(Source excerpt):
Noonum Week in Themes: Cyber Strength, Energy Alternatives, and Surging Food Prices

What happened?

Last week’s column posed several scenarios for the escalating conflict at the Ukrainian border, with speculation about what the most severe option – a full fledged Russian invasion – might imply for equity markets.

Markets opened nervously to start the week, bleeding lower Tuesday and Wednesday before equity futures plummeted Wednesday night on news that the Russian invasion of Ukraine had commenced.

At its low on Thursday morning the Nasdaq had tumbled into bear market territory, measured by a 20% decline from its high, while the S&P 500 bottomed at 4,114.65, nearly 15% off its early January high.

Above all else, the market hates uncertainty.

Conflicting headlines, ambiguity around the scale of the planned Russian advance, looming U.S. and European sanctions, and crude oil eclipsing $100/barrel left investors in a frenzied panic.

President Biden announced a softer set of sanctions than possible in a Thursday afternoon press conference, sparking a vicious V-shaped rally that saw the S&P finish up 0.82% for the week. The Nasdaq’s 6.7% swing on Thursday, from down 3.3% to up 3.4%, was the most significant intraday move since 2008.

The long held wartime refrain calling for investors to “buy at the sound of cannons” seems to have prevailed once more, at least for now.

Themes in focus:

Thematic activity was driven by the Russia-Ukraine conflict and global response.

What worked?

(Information supplied):
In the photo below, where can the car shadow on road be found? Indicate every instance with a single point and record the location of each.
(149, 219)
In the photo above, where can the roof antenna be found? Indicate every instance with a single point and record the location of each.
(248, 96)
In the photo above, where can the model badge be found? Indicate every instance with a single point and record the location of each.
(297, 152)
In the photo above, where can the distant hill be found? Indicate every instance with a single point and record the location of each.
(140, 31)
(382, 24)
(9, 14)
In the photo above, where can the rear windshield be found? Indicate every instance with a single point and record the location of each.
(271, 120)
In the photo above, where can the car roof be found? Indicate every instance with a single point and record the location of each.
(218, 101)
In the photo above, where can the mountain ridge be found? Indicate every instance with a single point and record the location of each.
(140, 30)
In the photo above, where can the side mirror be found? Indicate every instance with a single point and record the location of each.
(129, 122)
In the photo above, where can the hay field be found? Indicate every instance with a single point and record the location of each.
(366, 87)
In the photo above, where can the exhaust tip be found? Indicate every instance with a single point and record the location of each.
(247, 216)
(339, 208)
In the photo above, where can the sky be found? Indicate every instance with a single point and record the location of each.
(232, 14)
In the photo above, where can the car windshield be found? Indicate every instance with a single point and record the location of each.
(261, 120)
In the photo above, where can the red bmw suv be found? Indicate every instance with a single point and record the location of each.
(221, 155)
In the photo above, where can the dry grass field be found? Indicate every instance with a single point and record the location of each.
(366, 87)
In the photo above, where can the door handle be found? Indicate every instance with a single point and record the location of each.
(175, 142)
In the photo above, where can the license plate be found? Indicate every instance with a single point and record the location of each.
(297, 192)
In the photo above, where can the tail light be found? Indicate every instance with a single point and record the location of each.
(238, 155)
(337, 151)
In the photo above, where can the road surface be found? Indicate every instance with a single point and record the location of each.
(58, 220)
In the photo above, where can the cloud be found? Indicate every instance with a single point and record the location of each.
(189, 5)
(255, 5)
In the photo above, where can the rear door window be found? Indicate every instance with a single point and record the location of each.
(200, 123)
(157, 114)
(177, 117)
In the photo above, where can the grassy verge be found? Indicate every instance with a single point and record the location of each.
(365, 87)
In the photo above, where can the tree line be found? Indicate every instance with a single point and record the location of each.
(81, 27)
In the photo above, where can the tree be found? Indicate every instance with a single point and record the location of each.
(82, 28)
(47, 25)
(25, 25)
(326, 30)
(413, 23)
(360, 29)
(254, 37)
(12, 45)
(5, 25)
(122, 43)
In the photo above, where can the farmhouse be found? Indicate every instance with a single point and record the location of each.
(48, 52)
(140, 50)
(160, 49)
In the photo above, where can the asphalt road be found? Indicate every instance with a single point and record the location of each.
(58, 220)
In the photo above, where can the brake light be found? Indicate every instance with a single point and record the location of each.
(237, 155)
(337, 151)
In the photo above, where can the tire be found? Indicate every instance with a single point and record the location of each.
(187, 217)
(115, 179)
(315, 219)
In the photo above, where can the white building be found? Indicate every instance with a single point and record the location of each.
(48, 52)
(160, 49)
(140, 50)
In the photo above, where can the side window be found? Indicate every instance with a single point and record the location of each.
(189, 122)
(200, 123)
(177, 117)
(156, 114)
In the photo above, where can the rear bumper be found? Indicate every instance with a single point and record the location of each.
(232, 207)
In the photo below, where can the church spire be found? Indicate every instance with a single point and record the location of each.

(Required work):
a. Copy the market column from "Conflicting headlines, ambiguity" to "least for now.".
b. List every factor that the market column says left investors in a frenzied panic.
c. According to the market column, at what level did the S&P 500 bottom on Thursday?

(Solved tasks):
a.
Conflicting headlines, ambiguity around the scale of the planned Russian advance, looming U.S. and European sanctions, and crude oil eclipsing $100/barrel left investors in a frenzied panic.

President Biden announced a softer set of sanctions than possible in a Thursday afternoon press conference, sparking a vicious V-shaped rally that saw the S&P finish up 0.82% for the week. The Nasdaq’s 6.7% swing on Thursday, from down 3.3% to up 3.4%, was the most significant intraday move since 2008.

The long held wartime refrain calling for investors to “buy at the sound of cannons” seems to have prevailed once more, at least for now.

b.
- Conflicting headlines
- Ambiguity around the scale of the planned Russian advance
- Looming U.S. and European sanctions
- Crude oil eclipsing $100/barrel

c. 4,114.65